JOB:
Could you move all of the data below into your reply, requests included, adding -142 to every x and y coordinate in the answers and leaving out the pictures?

DATA SUPPLIED:
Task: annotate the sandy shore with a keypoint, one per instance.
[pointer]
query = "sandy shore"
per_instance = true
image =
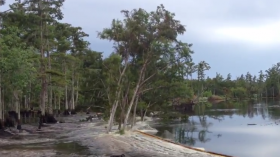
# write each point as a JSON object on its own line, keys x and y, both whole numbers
{"x": 92, "y": 136}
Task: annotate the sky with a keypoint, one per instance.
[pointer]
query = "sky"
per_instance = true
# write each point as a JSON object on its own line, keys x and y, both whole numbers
{"x": 233, "y": 36}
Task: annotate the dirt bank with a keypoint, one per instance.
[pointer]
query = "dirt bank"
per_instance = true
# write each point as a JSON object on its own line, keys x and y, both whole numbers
{"x": 90, "y": 140}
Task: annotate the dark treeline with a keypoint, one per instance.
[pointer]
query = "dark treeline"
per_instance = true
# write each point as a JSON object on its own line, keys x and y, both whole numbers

WRITTEN REPLY:
Task: annotate the sandy shore with a keypoint, one per instance.
[pointer]
query = "sandy shore"
per_instance = true
image =
# write each point as a JSON object on its own line, keys x and y, both whole numbers
{"x": -50, "y": -6}
Task: annotate the sky with a keypoint, one per instance.
[pointer]
query = "sky"
per_instance = true
# write each point as a JSON object on its own line, keys x and y, both whole numbers
{"x": 91, "y": -106}
Task: annotate the dirt bank with a keypoint, one per instance.
[pointer]
query = "dirt bank"
per_instance = true
# write each point as a JSON object on its own line, keys x and y, both whole numbers
{"x": -52, "y": -2}
Task: annotate the dark treeline with a keypoint, one per instance.
[pointer]
query = "dark treeline"
per_instance = true
# write each point as a JSON object on its own line, keys x and y, both whole numbers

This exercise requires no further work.